[Dataset entries]
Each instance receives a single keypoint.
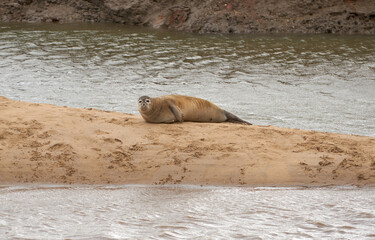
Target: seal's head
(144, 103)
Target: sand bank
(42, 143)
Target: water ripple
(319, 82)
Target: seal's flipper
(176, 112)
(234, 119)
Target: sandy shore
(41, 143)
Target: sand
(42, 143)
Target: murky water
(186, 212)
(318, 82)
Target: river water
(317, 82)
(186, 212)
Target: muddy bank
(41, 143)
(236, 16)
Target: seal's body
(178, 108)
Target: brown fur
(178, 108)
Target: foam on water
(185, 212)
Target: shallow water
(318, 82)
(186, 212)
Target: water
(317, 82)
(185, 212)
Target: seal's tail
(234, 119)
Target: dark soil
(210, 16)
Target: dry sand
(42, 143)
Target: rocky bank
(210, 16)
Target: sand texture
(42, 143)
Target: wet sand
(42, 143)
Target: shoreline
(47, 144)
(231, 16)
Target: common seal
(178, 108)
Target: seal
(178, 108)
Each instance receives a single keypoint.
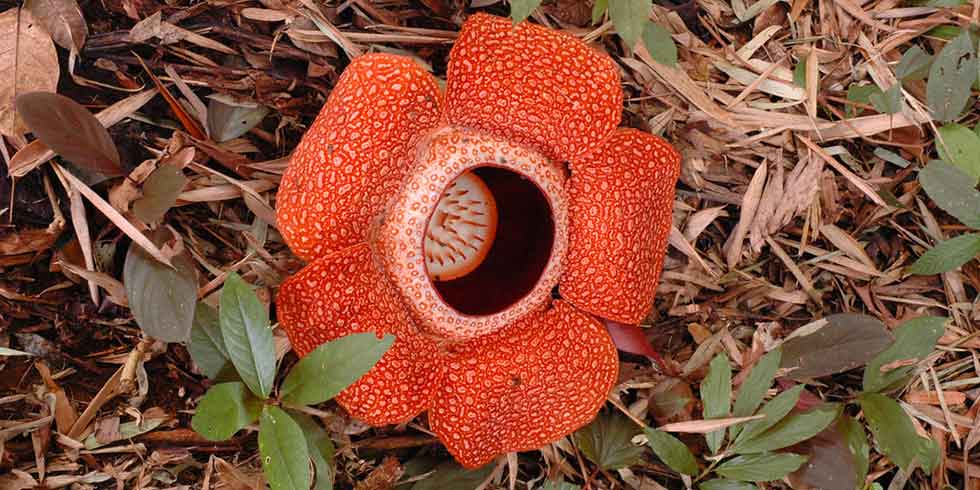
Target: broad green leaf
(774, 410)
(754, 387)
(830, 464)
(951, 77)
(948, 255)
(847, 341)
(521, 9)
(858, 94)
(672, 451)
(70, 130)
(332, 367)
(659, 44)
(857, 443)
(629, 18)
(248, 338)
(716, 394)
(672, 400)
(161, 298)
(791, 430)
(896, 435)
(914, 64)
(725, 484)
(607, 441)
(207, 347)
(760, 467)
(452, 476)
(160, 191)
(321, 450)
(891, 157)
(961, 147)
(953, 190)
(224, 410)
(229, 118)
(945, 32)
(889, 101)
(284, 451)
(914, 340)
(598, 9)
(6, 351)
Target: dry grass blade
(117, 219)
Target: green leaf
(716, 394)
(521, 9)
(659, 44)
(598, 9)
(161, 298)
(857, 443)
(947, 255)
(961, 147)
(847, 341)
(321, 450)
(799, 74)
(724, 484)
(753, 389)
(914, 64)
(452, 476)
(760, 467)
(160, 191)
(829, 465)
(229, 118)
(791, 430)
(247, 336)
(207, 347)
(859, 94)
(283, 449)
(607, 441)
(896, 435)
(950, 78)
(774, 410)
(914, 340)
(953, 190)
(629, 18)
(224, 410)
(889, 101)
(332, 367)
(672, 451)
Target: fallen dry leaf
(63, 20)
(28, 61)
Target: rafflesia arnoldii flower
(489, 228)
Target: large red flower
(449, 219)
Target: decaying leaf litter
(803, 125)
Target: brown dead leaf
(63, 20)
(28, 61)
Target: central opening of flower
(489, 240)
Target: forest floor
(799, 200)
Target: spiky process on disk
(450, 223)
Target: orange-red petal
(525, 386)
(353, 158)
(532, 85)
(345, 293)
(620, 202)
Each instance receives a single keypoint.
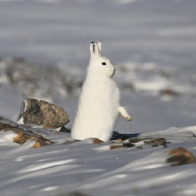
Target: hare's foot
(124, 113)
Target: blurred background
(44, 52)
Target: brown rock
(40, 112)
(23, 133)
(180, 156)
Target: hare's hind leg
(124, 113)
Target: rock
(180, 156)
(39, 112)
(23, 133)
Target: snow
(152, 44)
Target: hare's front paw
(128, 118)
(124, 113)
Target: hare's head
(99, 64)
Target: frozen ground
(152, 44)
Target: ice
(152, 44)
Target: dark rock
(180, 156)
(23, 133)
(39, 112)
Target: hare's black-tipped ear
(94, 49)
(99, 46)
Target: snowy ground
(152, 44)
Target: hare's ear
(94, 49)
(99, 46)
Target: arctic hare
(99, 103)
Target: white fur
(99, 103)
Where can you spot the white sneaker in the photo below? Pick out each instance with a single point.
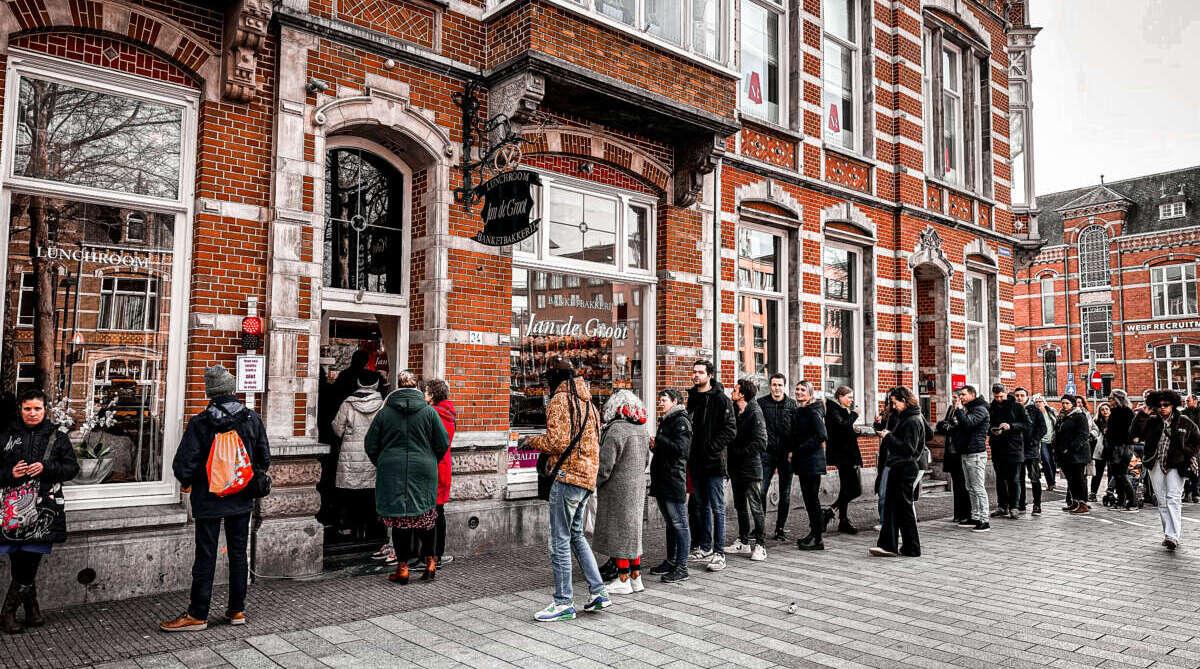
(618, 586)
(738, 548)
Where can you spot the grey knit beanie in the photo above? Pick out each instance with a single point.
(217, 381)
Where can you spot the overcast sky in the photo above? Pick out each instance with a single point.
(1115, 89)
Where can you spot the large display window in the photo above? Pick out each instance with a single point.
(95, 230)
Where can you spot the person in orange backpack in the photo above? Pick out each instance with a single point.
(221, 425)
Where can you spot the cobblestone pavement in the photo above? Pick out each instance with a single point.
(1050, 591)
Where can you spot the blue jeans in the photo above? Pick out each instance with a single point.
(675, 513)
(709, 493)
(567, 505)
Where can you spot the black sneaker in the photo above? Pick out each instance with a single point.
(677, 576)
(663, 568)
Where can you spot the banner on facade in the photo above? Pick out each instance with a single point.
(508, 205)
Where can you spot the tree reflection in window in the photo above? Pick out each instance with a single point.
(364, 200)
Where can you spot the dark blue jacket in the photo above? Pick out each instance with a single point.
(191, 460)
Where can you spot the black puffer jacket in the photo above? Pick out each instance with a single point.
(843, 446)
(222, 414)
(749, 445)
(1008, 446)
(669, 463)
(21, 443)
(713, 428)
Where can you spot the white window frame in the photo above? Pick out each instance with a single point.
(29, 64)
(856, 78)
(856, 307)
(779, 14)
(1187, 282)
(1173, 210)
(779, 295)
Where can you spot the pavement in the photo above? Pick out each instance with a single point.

__What the exercise asks__. Can you recast every line of the records above as a JSON list of strings, one string per line, with blank lines skipped? Keep the pictures out of your answer.

__Finished task__.
[
  "Each instance receives a single keypoint.",
  "Target: seal's head",
  "(144, 103)",
  "Target: sand bank",
  "(42, 143)",
  "Target: water ripple",
  "(319, 82)",
  "Target: seal's flipper",
  "(176, 112)",
  "(234, 119)",
  "Target: sandy shore",
  "(41, 143)",
  "Target: sand",
  "(42, 143)",
  "Target: murky water",
  "(186, 212)",
  "(318, 82)",
  "Target: river water",
  "(317, 82)",
  "(186, 212)",
  "Target: muddy bank",
  "(41, 143)",
  "(236, 16)",
  "Target: seal's body",
  "(178, 108)",
  "Target: brown fur",
  "(178, 108)",
  "Target: foam on water",
  "(185, 212)",
  "Target: shallow water",
  "(318, 82)",
  "(186, 212)",
  "Target: water",
  "(317, 82)",
  "(185, 212)",
  "Target: seal's tail",
  "(234, 119)",
  "Target: dark soil",
  "(210, 16)",
  "Target: dry sand",
  "(42, 143)",
  "Target: rocky bank",
  "(210, 16)",
  "Target: sand texture",
  "(42, 143)",
  "Target: wet sand",
  "(42, 143)",
  "Target: shoreline",
  "(47, 144)",
  "(231, 16)",
  "Target: common seal",
  "(178, 108)",
  "Target: seal",
  "(178, 108)",
  "Each instance receives a single keypoint.",
  "Target: broad green leaf",
  "(774, 410)",
  "(754, 387)",
  "(830, 464)",
  "(951, 77)",
  "(948, 255)",
  "(847, 341)",
  "(521, 9)",
  "(858, 94)",
  "(672, 451)",
  "(70, 130)",
  "(332, 367)",
  "(659, 44)",
  "(857, 443)",
  "(629, 18)",
  "(248, 338)",
  "(716, 394)",
  "(672, 400)",
  "(161, 298)",
  "(791, 430)",
  "(896, 435)",
  "(914, 64)",
  "(725, 484)",
  "(607, 441)",
  "(207, 347)",
  "(760, 467)",
  "(452, 476)",
  "(160, 191)",
  "(321, 450)",
  "(891, 157)",
  "(961, 147)",
  "(953, 190)",
  "(224, 410)",
  "(229, 118)",
  "(945, 32)",
  "(889, 101)",
  "(284, 451)",
  "(914, 340)",
  "(598, 9)",
  "(6, 351)",
  "Target: dry grass blade",
  "(117, 219)",
  "Target: green leaf",
  "(716, 394)",
  "(521, 9)",
  "(659, 44)",
  "(598, 9)",
  "(161, 298)",
  "(857, 443)",
  "(947, 255)",
  "(961, 147)",
  "(847, 341)",
  "(321, 450)",
  "(799, 74)",
  "(724, 484)",
  "(753, 389)",
  "(914, 64)",
  "(452, 476)",
  "(760, 467)",
  "(160, 191)",
  "(829, 465)",
  "(229, 118)",
  "(791, 430)",
  "(247, 336)",
  "(207, 347)",
  "(859, 94)",
  "(283, 449)",
  "(607, 441)",
  "(896, 435)",
  "(950, 78)",
  "(774, 410)",
  "(914, 340)",
  "(953, 190)",
  "(629, 18)",
  "(224, 410)",
  "(889, 101)",
  "(332, 367)",
  "(672, 451)",
  "Target: fallen dry leaf",
  "(63, 20)",
  "(28, 61)",
  "Target: rafflesia arnoldii flower",
  "(489, 228)",
  "Target: large red flower",
  "(449, 219)",
  "Target: decaying leaf litter",
  "(803, 125)",
  "Target: brown dead leaf",
  "(63, 20)",
  "(28, 61)",
  "Target: central opening of flower",
  "(489, 240)",
  "Target: forest floor",
  "(799, 200)",
  "Target: spiky process on disk",
  "(450, 223)",
  "Target: orange-red petal",
  "(525, 386)",
  "(353, 158)",
  "(532, 85)",
  "(345, 293)",
  "(620, 202)",
  "Each instance receives a single keypoint.",
  "Target: hare's foot",
  "(124, 113)",
  "Target: blurred background",
  "(44, 52)",
  "Target: brown rock",
  "(40, 112)",
  "(23, 133)",
  "(180, 156)",
  "Target: hare's hind leg",
  "(124, 113)",
  "Target: rock",
  "(180, 156)",
  "(39, 112)",
  "(23, 133)",
  "Target: snow",
  "(152, 44)",
  "Target: hare's front paw",
  "(128, 118)",
  "(124, 113)",
  "Target: hare's head",
  "(99, 64)",
  "Target: frozen ground",
  "(152, 44)",
  "Target: ice",
  "(152, 44)",
  "Target: dark rock",
  "(180, 156)",
  "(23, 133)",
  "(39, 112)",
  "Target: hare's black-tipped ear",
  "(94, 49)",
  "(99, 46)",
  "Target: snowy ground",
  "(152, 44)",
  "Target: hare's ear",
  "(94, 49)",
  "(99, 46)",
  "Target: arctic hare",
  "(99, 103)",
  "Target: white fur",
  "(99, 103)",
  "Where can you spot the white sneaker in the photo below? Pick out each instance with a single point.",
  "(618, 586)",
  "(738, 548)",
  "Where can you spot the grey knit beanie in the photo above? Pick out each instance with a single point.",
  "(217, 381)",
  "Where can you spot the overcast sky in the photo above? Pick out each instance with a single point.",
  "(1115, 89)",
  "Where can you spot the large display window in the photo above? Pick out each instance with a single point.",
  "(95, 230)",
  "Where can you spot the person in orange backpack in the photo above? Pick out each instance with a single point.",
  "(221, 425)",
  "Where can you spot the cobblestone pavement in the photo above? Pick out each instance with a single point.",
  "(1050, 591)",
  "Where can you spot the blue jeans in the photo above? Pick out each instance with a single point.",
  "(675, 513)",
  "(709, 493)",
  "(567, 505)",
  "Where can you spot the black sneaker in the photo above? Pick out each instance with a single point.",
  "(677, 576)",
  "(663, 568)",
  "Where can you spot the banner on facade in the photo above? Pick out each instance with a single point.",
  "(508, 205)",
  "Where can you spot the tree reflection in window in the photo above? Pick out each instance with a single point.",
  "(364, 200)",
  "Where can you spot the dark blue jacket in the photo above? Pick out each instance with a single point.",
  "(191, 460)",
  "Where can you spot the black puffer jacket in the photo above? Pick out each instance with a single point.",
  "(843, 446)",
  "(222, 414)",
  "(749, 445)",
  "(1008, 446)",
  "(669, 463)",
  "(21, 443)",
  "(713, 428)",
  "Where can you spot the white window frame in the photo above? Pick out each instance with a single point.",
  "(29, 64)",
  "(856, 78)",
  "(856, 307)",
  "(779, 14)",
  "(1187, 282)",
  "(1173, 210)",
  "(779, 295)",
  "Where can you spot the pavement in the photo above? Pick out each instance with a single point."
]